Rewrite the rows from the line with "[locate] bird's foot" to the line with "Target: bird's foot", putting "kestrel's foot" in place of each "bird's foot" and changing nothing else.
__________
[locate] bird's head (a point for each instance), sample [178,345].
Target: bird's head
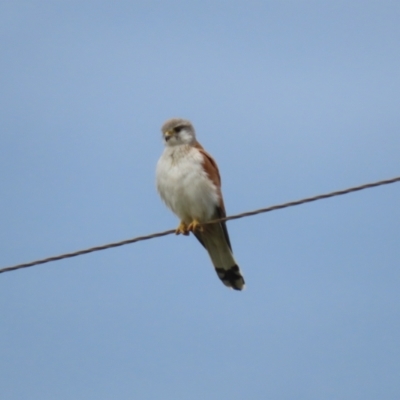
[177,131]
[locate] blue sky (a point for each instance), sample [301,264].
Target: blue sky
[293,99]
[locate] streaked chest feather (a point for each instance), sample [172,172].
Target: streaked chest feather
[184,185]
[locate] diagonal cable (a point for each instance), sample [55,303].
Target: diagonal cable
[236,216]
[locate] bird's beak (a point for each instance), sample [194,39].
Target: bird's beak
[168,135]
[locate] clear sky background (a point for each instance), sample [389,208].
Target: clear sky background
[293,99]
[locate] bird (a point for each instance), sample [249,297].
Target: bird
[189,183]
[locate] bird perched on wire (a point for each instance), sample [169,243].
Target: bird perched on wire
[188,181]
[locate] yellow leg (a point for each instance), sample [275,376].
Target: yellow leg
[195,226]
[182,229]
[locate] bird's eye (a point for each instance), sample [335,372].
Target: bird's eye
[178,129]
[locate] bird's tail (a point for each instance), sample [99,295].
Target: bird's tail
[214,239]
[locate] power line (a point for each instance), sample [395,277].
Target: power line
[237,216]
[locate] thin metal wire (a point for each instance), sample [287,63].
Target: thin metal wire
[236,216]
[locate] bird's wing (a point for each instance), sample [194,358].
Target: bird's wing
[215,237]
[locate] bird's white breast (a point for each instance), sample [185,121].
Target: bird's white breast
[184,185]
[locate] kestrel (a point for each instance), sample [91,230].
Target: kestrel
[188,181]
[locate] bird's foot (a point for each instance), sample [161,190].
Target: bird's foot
__________
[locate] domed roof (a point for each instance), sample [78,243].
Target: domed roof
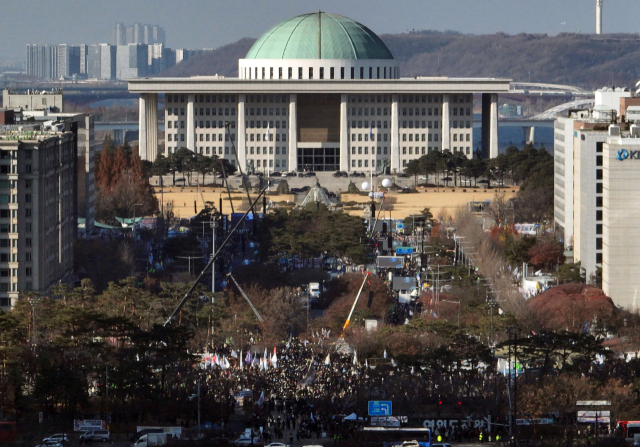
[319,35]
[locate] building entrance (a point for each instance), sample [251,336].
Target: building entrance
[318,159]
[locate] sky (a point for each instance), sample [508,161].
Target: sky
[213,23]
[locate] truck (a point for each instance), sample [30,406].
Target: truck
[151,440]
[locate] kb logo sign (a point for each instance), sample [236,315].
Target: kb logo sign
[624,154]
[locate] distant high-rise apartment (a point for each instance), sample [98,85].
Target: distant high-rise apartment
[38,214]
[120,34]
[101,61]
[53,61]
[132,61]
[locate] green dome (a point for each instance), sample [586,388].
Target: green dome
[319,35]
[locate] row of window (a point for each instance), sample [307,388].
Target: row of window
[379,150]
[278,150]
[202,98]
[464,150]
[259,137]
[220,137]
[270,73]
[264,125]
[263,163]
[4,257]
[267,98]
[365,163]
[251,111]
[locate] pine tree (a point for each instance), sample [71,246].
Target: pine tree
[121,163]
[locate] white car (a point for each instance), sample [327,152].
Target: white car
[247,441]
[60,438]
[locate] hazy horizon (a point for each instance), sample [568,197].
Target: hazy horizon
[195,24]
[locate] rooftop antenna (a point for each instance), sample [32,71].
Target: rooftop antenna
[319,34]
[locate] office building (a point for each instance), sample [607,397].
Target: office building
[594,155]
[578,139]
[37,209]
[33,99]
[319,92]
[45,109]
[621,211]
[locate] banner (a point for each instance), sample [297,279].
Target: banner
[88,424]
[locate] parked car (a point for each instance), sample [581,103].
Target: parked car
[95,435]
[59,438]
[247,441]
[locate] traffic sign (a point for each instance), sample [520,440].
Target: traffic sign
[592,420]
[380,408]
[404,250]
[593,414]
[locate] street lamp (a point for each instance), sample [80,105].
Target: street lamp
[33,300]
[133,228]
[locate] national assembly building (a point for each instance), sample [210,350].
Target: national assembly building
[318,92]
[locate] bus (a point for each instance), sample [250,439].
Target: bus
__________
__Complete answer__
[locate] kestrel's foot (a point for each instance), sample [161,190].
Target: kestrel's foot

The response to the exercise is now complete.